Raw data:
= Beginning of Section =

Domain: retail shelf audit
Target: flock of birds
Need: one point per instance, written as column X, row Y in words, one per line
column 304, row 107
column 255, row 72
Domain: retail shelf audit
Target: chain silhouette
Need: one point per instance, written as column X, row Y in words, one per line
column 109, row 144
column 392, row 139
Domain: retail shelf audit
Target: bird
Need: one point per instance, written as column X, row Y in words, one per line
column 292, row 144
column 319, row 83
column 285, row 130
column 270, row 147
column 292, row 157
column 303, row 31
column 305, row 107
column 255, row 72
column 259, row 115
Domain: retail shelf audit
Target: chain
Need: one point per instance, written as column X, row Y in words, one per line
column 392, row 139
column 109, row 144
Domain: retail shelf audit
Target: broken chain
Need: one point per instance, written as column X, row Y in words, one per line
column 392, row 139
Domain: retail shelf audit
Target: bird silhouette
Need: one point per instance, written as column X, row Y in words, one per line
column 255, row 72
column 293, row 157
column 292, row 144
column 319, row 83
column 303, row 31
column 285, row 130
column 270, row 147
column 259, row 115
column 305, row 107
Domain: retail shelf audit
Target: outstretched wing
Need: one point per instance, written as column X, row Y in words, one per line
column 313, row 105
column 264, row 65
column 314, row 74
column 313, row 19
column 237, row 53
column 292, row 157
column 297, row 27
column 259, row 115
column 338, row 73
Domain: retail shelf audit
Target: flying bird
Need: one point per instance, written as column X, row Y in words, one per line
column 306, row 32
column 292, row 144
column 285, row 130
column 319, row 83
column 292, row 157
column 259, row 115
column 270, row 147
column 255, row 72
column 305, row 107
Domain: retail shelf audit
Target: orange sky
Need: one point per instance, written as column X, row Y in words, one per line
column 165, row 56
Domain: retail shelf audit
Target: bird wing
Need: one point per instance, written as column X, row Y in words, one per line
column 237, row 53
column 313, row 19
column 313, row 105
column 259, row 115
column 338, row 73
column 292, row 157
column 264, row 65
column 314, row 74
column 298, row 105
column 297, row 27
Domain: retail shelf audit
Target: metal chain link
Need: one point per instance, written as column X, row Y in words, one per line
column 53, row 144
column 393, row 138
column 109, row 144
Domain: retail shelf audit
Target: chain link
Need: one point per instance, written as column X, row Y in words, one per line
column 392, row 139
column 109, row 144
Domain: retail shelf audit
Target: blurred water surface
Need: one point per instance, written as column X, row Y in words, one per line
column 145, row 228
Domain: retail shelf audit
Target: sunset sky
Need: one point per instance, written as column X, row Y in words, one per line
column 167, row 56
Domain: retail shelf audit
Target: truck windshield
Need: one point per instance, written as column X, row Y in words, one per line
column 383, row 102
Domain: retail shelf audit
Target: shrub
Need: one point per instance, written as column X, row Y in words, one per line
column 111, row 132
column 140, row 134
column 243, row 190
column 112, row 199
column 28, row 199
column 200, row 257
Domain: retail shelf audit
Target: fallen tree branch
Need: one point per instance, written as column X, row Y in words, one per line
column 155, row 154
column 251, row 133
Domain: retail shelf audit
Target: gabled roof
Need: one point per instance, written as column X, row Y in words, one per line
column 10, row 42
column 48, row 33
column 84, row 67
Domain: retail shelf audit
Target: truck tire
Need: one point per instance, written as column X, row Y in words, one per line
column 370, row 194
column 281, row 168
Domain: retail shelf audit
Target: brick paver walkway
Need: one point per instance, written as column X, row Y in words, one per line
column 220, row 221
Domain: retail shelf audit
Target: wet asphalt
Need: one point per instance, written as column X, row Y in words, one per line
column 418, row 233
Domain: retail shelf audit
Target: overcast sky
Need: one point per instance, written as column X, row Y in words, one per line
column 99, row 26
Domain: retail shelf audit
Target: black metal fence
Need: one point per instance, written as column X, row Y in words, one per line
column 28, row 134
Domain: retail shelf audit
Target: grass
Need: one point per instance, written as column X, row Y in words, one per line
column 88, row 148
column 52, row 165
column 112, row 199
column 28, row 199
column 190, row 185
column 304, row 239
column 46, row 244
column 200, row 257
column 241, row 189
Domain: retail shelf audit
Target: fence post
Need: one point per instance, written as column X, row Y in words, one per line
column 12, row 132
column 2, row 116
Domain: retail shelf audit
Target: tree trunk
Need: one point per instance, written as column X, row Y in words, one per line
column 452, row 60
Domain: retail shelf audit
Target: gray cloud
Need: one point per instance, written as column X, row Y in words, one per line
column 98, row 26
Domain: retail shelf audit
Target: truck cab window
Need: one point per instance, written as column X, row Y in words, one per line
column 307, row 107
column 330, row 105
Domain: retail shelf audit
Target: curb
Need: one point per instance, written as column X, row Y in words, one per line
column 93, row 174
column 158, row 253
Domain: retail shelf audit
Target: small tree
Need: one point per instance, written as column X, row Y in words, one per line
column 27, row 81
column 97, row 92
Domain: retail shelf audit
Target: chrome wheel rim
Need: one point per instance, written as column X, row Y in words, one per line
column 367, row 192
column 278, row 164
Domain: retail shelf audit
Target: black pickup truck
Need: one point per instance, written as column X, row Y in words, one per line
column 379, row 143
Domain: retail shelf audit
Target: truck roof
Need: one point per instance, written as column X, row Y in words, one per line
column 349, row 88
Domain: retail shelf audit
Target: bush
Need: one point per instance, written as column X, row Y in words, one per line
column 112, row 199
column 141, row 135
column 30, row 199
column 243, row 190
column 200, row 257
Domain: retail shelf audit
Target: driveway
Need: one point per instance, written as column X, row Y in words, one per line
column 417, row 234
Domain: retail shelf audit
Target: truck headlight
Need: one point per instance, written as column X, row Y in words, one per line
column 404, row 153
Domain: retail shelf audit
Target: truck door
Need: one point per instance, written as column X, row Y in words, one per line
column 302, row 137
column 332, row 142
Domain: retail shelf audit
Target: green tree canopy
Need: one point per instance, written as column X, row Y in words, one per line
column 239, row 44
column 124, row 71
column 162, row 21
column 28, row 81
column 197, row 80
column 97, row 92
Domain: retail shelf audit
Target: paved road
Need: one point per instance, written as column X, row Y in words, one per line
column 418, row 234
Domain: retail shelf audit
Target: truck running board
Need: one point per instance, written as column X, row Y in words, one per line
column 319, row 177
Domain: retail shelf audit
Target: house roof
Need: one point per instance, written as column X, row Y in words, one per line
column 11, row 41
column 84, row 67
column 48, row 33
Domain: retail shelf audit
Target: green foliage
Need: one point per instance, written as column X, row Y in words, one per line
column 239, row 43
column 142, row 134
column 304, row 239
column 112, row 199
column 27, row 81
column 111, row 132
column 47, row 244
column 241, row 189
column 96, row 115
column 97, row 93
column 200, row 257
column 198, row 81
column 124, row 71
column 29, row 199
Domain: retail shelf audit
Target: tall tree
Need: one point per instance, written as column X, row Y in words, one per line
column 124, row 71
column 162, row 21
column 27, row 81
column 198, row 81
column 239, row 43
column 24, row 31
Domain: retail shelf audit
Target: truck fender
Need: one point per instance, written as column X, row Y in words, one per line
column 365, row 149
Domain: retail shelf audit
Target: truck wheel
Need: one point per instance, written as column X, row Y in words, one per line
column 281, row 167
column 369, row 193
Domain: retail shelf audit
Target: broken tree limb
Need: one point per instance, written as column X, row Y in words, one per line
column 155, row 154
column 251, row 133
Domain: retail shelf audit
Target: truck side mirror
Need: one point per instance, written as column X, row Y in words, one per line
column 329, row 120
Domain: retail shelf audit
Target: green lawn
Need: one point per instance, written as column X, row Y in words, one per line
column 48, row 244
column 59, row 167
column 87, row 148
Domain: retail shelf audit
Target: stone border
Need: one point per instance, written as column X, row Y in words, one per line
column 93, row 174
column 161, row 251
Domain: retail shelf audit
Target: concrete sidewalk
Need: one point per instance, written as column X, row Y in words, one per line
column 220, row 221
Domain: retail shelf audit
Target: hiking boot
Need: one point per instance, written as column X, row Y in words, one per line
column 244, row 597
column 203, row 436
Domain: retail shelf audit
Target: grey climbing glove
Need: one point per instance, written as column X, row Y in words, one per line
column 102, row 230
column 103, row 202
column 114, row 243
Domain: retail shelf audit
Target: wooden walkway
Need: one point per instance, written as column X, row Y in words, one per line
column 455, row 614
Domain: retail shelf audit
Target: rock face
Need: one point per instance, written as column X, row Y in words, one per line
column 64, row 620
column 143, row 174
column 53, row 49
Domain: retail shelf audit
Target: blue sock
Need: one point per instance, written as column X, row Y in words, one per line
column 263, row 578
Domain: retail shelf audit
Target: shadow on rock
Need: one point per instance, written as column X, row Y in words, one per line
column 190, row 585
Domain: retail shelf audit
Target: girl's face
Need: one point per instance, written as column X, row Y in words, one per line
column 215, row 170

= End of Section =

Filter the listing above by the word "roof"; copy each line that passes.

Target: gabled roof
Target: truck roof
Target: house roof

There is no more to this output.